**Brief**
From the records below, give the lines between the line containing "Labeling round 2. The target category is pavement." and the line containing "[215,206,245,215]", inclusive, as a JSON list of strings with one string per line and blank lines left out.

**Records to process**
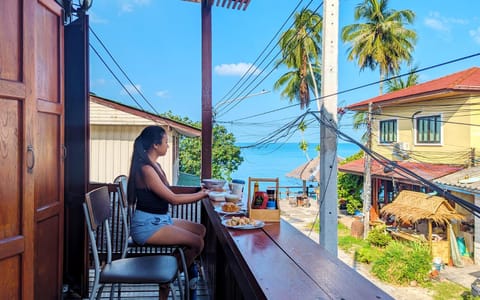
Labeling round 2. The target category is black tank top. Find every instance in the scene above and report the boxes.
[136,188,168,215]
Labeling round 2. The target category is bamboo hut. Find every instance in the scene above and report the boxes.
[380,190,464,262]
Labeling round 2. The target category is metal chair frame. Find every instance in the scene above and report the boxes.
[113,175,190,299]
[83,186,179,300]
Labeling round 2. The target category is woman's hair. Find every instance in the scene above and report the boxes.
[127,125,165,204]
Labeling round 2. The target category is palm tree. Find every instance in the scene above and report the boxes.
[274,9,322,109]
[387,67,418,93]
[342,0,417,94]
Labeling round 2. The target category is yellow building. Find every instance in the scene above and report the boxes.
[339,67,480,263]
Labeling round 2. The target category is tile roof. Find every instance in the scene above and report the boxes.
[338,158,464,182]
[435,166,480,194]
[347,67,480,110]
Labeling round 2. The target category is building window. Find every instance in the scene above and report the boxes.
[380,120,397,144]
[416,115,442,144]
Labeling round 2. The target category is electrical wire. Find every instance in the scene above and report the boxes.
[88,43,145,111]
[220,0,313,102]
[88,26,160,115]
[312,112,480,217]
[218,2,323,117]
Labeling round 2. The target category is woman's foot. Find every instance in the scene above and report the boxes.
[188,262,198,300]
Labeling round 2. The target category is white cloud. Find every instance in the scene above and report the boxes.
[120,84,142,96]
[155,91,168,98]
[214,63,260,76]
[468,27,480,44]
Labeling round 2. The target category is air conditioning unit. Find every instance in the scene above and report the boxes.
[392,142,410,160]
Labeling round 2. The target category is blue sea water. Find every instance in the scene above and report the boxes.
[232,143,360,190]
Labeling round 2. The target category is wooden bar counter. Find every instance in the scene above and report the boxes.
[202,199,393,300]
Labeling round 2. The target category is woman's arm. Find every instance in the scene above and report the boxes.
[142,165,209,204]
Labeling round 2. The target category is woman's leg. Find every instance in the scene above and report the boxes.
[147,219,206,266]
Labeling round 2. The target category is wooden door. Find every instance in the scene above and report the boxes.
[33,0,65,299]
[0,0,63,299]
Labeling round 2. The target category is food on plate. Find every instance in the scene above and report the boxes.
[208,192,225,201]
[225,193,240,203]
[202,178,226,192]
[226,217,257,226]
[222,202,240,212]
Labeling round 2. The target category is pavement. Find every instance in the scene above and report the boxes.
[280,200,480,300]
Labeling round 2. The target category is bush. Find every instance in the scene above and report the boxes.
[372,241,432,285]
[355,245,382,264]
[367,225,392,248]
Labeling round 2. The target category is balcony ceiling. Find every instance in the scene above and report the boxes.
[189,0,250,10]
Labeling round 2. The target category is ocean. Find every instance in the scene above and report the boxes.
[232,143,360,195]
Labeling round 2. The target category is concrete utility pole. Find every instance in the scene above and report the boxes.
[319,0,339,257]
[363,102,372,239]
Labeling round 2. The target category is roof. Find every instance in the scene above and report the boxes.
[435,166,480,194]
[380,190,464,224]
[184,0,250,10]
[90,94,202,137]
[347,67,480,110]
[338,158,464,182]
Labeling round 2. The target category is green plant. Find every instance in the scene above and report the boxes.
[367,225,392,247]
[355,245,382,264]
[372,241,432,285]
[337,151,363,215]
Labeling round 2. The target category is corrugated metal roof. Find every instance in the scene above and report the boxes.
[338,158,464,182]
[435,166,480,194]
[90,94,202,137]
[347,67,480,110]
[184,0,250,10]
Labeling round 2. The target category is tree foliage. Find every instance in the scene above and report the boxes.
[163,111,243,180]
[274,9,322,109]
[342,0,417,93]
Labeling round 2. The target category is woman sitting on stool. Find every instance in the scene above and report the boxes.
[127,126,209,297]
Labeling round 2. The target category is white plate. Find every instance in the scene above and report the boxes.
[222,219,265,230]
[208,191,225,201]
[215,206,245,215]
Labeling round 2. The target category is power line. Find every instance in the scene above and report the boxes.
[88,26,160,115]
[217,0,313,101]
[88,43,145,111]
[219,2,323,117]
[310,112,480,217]
[217,52,480,123]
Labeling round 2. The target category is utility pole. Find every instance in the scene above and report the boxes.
[319,0,339,257]
[363,102,372,239]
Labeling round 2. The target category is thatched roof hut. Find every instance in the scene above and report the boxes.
[380,190,464,224]
[380,190,464,262]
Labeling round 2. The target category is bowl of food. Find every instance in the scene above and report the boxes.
[222,202,240,213]
[225,193,240,203]
[202,179,226,191]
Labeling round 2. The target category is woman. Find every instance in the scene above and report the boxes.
[127,126,209,296]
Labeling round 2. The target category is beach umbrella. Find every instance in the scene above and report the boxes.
[286,156,320,194]
[285,156,342,193]
[286,156,320,182]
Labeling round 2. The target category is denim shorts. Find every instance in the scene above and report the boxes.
[130,209,173,245]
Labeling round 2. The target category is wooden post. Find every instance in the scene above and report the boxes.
[428,220,433,254]
[363,102,372,239]
[319,0,339,257]
[201,1,213,178]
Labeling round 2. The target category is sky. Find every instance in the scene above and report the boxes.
[88,0,480,143]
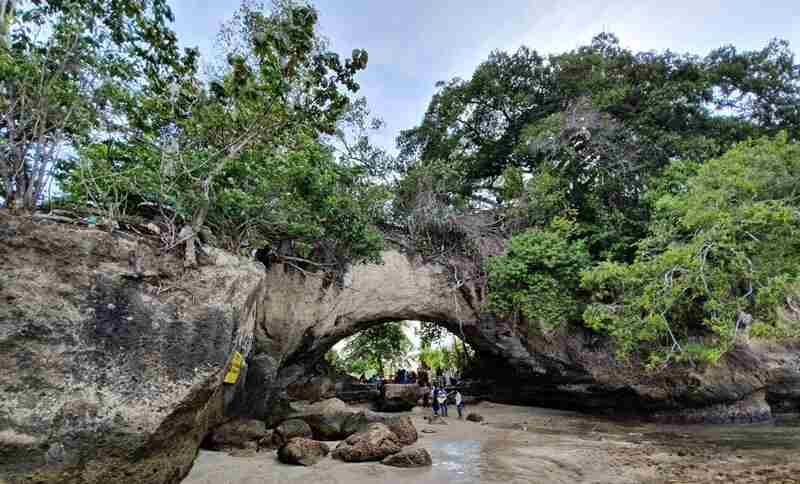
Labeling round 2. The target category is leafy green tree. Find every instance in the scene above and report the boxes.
[488,218,591,329]
[0,0,186,211]
[583,134,800,363]
[341,322,412,376]
[68,2,387,270]
[398,34,800,261]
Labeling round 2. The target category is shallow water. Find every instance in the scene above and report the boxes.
[185,404,800,484]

**Full output**
[
  "Labeling round 2. The target category is pavement. Find every instance in the scene above and report the boxes.",
  "[280,200,480,300]",
  "Labeling round 2. The target category is bush. Find every instance in the scene above and report the boxes.",
  "[372,241,432,285]",
  "[355,245,382,264]",
  "[367,225,392,248]",
  "Labeling round 2. The target category is balcony ceiling. Find every instance in the scene above and report the boxes.",
  "[189,0,250,10]",
  "Labeling round 2. The target category is ocean. Find every instance in the scene above and report the boxes.",
  "[232,143,360,195]",
  "Labeling round 2. The target category is concrete utility pole. Find every instance in the scene above and report the boxes.",
  "[319,0,339,257]",
  "[363,102,372,239]",
  "Labeling round 2. The target category is roof. Find every instance in the scene above and report the boxes.",
  "[435,166,480,194]",
  "[380,190,464,224]",
  "[184,0,250,10]",
  "[90,94,202,137]",
  "[347,67,480,110]",
  "[338,158,464,182]",
  "Labeling round 2. The target category is green plant. Find every instance in the scene above and report the boxes.",
  "[367,225,392,247]",
  "[355,245,382,264]",
  "[372,241,432,285]",
  "[337,151,363,215]",
  "Labeling round 2. The target category is corrugated metal roof. Find every instance in the scene above and report the boxes.",
  "[338,158,464,182]",
  "[435,166,480,194]",
  "[90,94,202,137]",
  "[347,67,480,110]",
  "[184,0,250,10]",
  "Labeling round 2. The target category is tree foliage. Find every instance in the scene above and report the boxes.",
  "[163,111,243,180]",
  "[274,9,322,109]",
  "[342,0,417,93]",
  "Labeling round 2. The target category is woman sitting on stool. Find every instance in the scene above and report the boxes.",
  "[127,126,209,297]",
  "Labeling round 2. The target category is white plate. Find every instance in the scene above and report the boxes.",
  "[222,219,265,230]",
  "[208,191,225,201]",
  "[215,206,245,215]"
]